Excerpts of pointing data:
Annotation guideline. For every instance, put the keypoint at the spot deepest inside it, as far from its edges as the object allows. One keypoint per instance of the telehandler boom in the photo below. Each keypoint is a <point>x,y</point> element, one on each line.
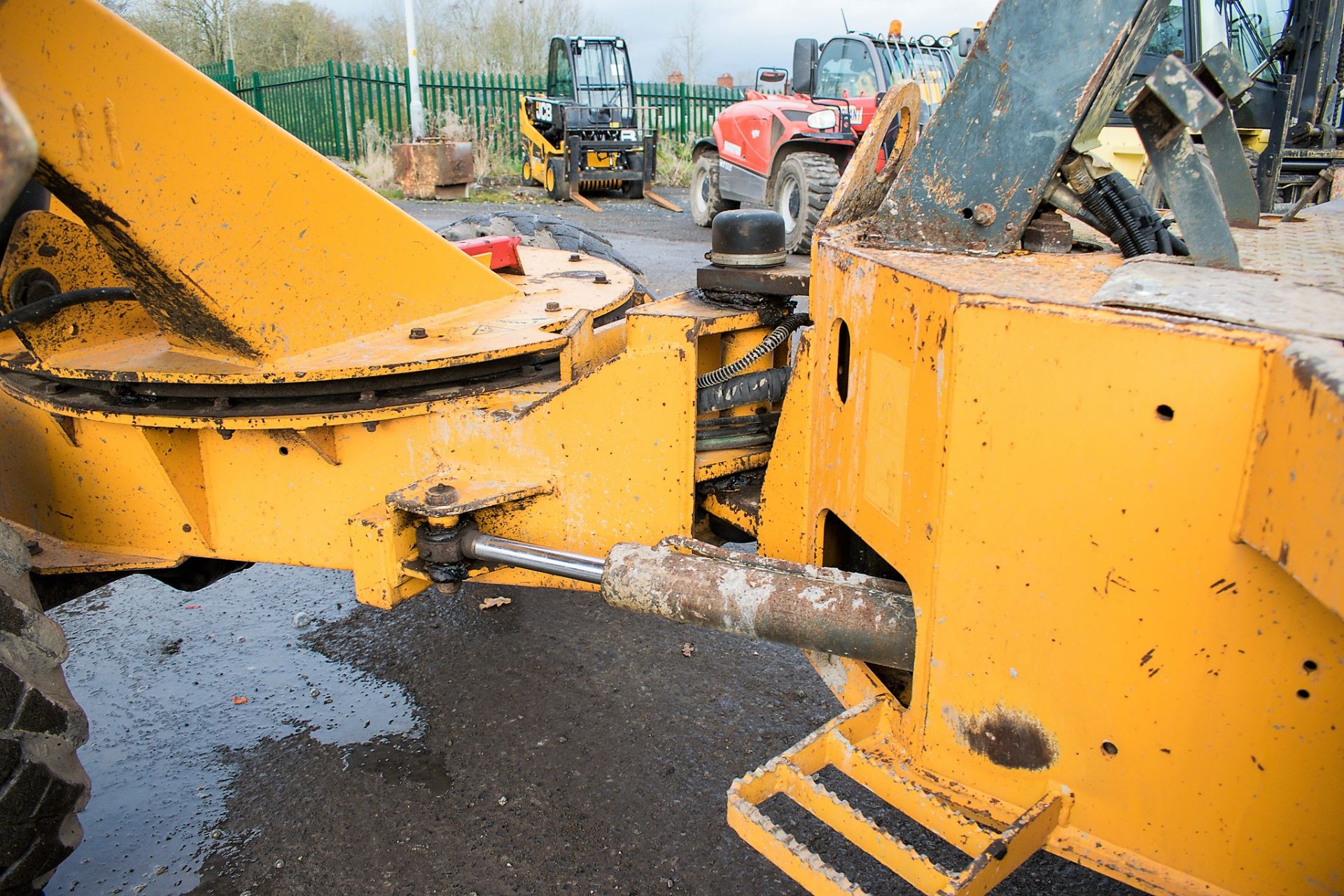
<point>1058,524</point>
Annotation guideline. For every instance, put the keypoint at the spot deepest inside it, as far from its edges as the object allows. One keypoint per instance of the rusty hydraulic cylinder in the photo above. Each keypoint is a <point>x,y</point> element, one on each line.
<point>816,608</point>
<point>686,580</point>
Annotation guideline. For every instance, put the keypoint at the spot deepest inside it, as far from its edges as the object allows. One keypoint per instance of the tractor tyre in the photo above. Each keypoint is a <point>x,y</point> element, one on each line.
<point>803,187</point>
<point>42,783</point>
<point>556,182</point>
<point>706,200</point>
<point>545,232</point>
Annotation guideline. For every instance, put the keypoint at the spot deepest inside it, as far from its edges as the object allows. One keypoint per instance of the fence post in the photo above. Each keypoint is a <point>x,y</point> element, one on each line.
<point>683,112</point>
<point>337,132</point>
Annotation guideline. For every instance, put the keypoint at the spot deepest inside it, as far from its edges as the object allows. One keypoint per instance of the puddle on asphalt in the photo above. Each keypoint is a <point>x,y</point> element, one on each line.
<point>159,684</point>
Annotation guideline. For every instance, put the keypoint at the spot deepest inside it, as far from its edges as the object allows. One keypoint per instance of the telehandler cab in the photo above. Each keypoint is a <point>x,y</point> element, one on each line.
<point>1058,523</point>
<point>585,132</point>
<point>787,150</point>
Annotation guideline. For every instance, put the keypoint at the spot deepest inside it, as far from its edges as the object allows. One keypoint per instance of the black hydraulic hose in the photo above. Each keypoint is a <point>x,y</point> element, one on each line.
<point>1135,209</point>
<point>1096,202</point>
<point>45,308</point>
<point>1129,220</point>
<point>774,340</point>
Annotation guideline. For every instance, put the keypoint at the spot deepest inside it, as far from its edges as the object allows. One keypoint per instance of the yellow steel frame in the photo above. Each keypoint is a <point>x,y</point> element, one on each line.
<point>1120,527</point>
<point>1093,508</point>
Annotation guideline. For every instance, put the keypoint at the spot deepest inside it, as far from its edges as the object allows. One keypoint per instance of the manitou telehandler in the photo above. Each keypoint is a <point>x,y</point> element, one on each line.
<point>1057,520</point>
<point>787,150</point>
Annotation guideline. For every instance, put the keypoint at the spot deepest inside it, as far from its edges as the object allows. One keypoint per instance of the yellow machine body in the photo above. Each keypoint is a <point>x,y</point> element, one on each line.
<point>1100,512</point>
<point>1119,517</point>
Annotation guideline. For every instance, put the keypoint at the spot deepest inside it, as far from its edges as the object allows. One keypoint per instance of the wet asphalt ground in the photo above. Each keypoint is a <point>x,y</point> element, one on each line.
<point>268,736</point>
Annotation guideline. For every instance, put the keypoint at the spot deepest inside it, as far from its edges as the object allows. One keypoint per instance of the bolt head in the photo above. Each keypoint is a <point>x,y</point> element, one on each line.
<point>440,495</point>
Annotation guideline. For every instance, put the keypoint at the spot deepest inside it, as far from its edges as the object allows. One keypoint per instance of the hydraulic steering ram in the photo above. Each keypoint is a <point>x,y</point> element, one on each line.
<point>816,608</point>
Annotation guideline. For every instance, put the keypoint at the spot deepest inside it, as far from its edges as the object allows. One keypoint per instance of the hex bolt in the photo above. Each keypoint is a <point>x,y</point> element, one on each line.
<point>440,496</point>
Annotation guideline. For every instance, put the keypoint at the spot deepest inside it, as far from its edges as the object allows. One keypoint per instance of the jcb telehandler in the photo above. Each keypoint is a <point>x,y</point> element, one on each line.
<point>1058,523</point>
<point>585,132</point>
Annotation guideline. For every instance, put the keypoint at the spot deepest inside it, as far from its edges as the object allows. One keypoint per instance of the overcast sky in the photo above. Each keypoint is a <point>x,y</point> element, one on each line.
<point>742,35</point>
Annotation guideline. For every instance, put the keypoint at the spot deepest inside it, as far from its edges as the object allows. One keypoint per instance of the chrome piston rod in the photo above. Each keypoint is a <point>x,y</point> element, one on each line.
<point>477,546</point>
<point>695,583</point>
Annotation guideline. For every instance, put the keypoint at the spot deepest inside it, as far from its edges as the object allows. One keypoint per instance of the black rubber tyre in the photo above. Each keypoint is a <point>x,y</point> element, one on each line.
<point>42,783</point>
<point>706,200</point>
<point>546,232</point>
<point>803,187</point>
<point>559,188</point>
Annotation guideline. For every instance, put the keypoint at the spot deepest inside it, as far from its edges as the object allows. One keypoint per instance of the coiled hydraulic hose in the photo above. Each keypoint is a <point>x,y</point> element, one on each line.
<point>772,342</point>
<point>1129,219</point>
<point>45,308</point>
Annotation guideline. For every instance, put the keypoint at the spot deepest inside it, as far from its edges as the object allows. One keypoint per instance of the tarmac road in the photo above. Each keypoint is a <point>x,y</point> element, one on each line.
<point>546,746</point>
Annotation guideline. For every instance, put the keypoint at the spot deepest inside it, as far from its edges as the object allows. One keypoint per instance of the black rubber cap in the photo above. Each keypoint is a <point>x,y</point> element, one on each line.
<point>748,232</point>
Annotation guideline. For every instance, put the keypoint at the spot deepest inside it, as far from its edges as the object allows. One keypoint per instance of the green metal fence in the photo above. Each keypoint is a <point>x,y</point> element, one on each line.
<point>331,105</point>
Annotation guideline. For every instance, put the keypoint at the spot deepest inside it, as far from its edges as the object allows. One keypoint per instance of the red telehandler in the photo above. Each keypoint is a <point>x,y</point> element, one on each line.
<point>787,150</point>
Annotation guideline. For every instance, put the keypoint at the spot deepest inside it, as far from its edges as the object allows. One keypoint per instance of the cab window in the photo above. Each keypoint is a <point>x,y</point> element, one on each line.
<point>559,76</point>
<point>1170,35</point>
<point>847,69</point>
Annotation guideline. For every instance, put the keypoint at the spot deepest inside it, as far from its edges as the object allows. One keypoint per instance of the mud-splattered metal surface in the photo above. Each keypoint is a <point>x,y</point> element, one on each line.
<point>545,746</point>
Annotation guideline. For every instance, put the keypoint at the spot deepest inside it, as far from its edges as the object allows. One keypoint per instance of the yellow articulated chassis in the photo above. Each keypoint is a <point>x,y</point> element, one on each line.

### Work instructions:
Can you update every item by changing "Annotation guideline" to "Labeling instruction" throughout, with nothing else altered and the pictures left out?

### Task result:
Labeling instruction. For every instance, put the keypoint at the spot deepest inside it, as far from its edges as the object allows. One keypoint per instance of the telehandler boom in the photo below. Each keypoint is a <point>x,y</point> element, one on each line.
<point>1058,524</point>
Labeling instruction. For every instance, put the keypoint at the spot deepest inside it, as far from its edges as the object allows. One keypoint per instance of the rusty hydraulic cylinder in the photo above. Each keypoint is a <point>x,y</point> element, one on each line.
<point>816,608</point>
<point>686,580</point>
Labeling instruction. For every instance, put the keypoint at the spot deepest inside it, as far from its edges as the object allows. One keypoint per instance of the tractor tyre in the photo above. Each keypoint is a <point>x,y</point> element, one on each line.
<point>803,187</point>
<point>42,783</point>
<point>556,182</point>
<point>706,200</point>
<point>545,232</point>
Labeling instruction. For every instance, put the keypoint at the spot deepest inside it, as far from its edges as the object allows. One keypoint per instance of the fence post in the photo above. Each keypoint is a <point>x,y</point> element, one on each line.
<point>683,112</point>
<point>337,132</point>
Labeling instruction. For every instance, put the keypoint at the spot deepest inside it, as far from its edges as the object allows. One keypoint per instance of the puddle on asphalt in the photo above. Each keypoint is a <point>x,y</point> element, one on each line.
<point>159,684</point>
Labeling instruction. For every instance, put the keypoint at the spot deepest inside it, as far from its edges as the object allows. One keypoint per instance of the telehandler cab in the photo above. Each keypoint is a <point>x,y</point> element, one on each line.
<point>1058,523</point>
<point>585,132</point>
<point>787,150</point>
Labeling instruction. For every instance, put the keypoint at the spot deepest inside it, as far from its edges as the object allows. One keypoint per instance of the black hydraulic hose in the photo above. Each keypoint is a <point>x,y</point> element, one on each line.
<point>1135,209</point>
<point>1096,202</point>
<point>45,308</point>
<point>1129,220</point>
<point>774,340</point>
Labeling instruction. For every instance, put the keypoint at the spot deepest inside it, as far from its edges as the object allows. One keypoint per instance of the yellow steel frame in the photo above. Each keypoint is a <point>x,y</point> element, one on each line.
<point>1120,527</point>
<point>1093,508</point>
Labeling instruction. For every instance, put the keypoint at the spot deepest inside it, as far from its edges as the object allows. One keypoint per instance of the manitou telehandler in the photo above. Each keypoint is a <point>x,y</point> element, one on each line.
<point>1057,520</point>
<point>787,150</point>
Labeling instruction. For every instance, put the keypoint at the spot deepest inside it, as far from its edges as the object allows. One keypoint per instance of the yellow machine body in the photo above. Each keypoint is a <point>x,y</point> element, one on each line.
<point>1100,512</point>
<point>1119,517</point>
Labeling instruction. For every instance, put the keypoint at the spot deepest inside it, as far from its edges as the object allows. One keypoint per instance of the wet asphalt ground in the photo above. Each keypoint is a <point>x,y</point> element, one on each line.
<point>268,736</point>
Labeling instruction. For every instance, put the keypoint at the spot deepest inside it, as far from its edges as the object allows. One keypoint per instance of the bolt head in the photo above. Each keypoint is a <point>x,y</point> element, one on each line.
<point>440,495</point>
Labeling instruction. For every instance, put the keypoint at the spot deepest inside it, as far from its edges as the object allows. One keypoint per instance of the hydraulic steering ram in the photo above. Each keypoint is a <point>x,y</point> element, one on each line.
<point>816,608</point>
Labeling instruction. For every instance, put the keypoint at the spot deepest inside it, as far from its edges as the object allows. One keypoint per instance of the hex bolt in the photo above. Each keypoint is a <point>x,y</point> element, one on each line.
<point>440,496</point>
Labeling instruction. For every instance, put the keypoint at the spot deepest inside it, as far from its edges as the object allows. One keypoint per instance of the jcb telehandler in the photo above. Each keypoint is a <point>x,y</point> element, one on each line.
<point>1058,523</point>
<point>585,132</point>
Labeling instruction. For every instance, put the keypoint at the spot deepest inside it, as far from its edges as the object allows. One keypoint per instance of the overcast sky in the photo above. Each keypoint is a <point>x,y</point> element, one on each line.
<point>742,35</point>
Labeling instruction. For every instance, put the keypoint at the spot deepest inside it, as far from its edges as the object allows. One keypoint per instance of the chrome piston rod in the photo above. Each keypoint is a <point>x,y</point> element, one on each line.
<point>477,546</point>
<point>695,583</point>
Labeling instruction. For every instance, put the keypoint at the spot deepest inside it, as far from its edges as the object allows. One keypoint per instance of the black rubber tyre in the photo above. Each keypoint is a <point>x,y</point> element, one on each line.
<point>42,783</point>
<point>706,200</point>
<point>546,232</point>
<point>803,187</point>
<point>559,188</point>
Labeling instruction. For every instance, put the keypoint at the spot deepest inside it, as far from its edges as the object allows. One keypoint per instance of the coiled hydraulic hose in the photo above. Each keypoint is a <point>x,y</point> element, one on each line.
<point>772,342</point>
<point>1129,219</point>
<point>45,308</point>
Labeling instruction. For every instance, put the keypoint at the spot deepest inside it, as far from its edges as the object allows. One keypoint per instance of the tarmac road in the photo above. Each keypoint is a <point>x,y</point> element, one on each line.
<point>546,746</point>
Labeling instruction. For every instance, put the keypoint at the spot deepest inside it, as far from its edges as the object allows. One keypoint per instance of the black rubber cap in the photo above. Each keypoint is a <point>x,y</point> element, one on each line.
<point>748,232</point>
Labeling instruction. For every instance, put the keypoint at the spot deepest inside it, as far from its edges as the object allows. One keypoint per instance of the green metal fence in the photo above. Each keypoint is a <point>x,y</point> element, one on each line.
<point>331,105</point>
Labeling instruction. For every instance, put the keypoint at the spot deepest inside it, as far from its edges as the object allows. One keypoint per instance of the red telehandler in the photo above. Each keypoint is a <point>x,y</point> element, one on each line.
<point>787,150</point>
Labeling instruction. For every instance, put the keypoint at the spot deepest inside it, as far from its edges as the object allows. One keypoint per instance of the cab window in the photo above. Each keypoint is a <point>x,y</point> element, one on each line.
<point>559,76</point>
<point>1170,35</point>
<point>847,69</point>
Labeling instruction. For every instance, put the keypoint at the spot deepest inside it, as far from its edges as the object allows. One keypoint per instance of the mud-splattered metal surface in the photo above. Each keypoint is a <point>x,y</point> element, one on each line.
<point>545,746</point>
Labeling instruction. For every instance, put the keypoint at the spot deepest inside it, as far from its edges as the object allows. One keypoint per instance of the yellow articulated chassis in the photo above. Each keypoint is a <point>x,y</point> element, one on each line.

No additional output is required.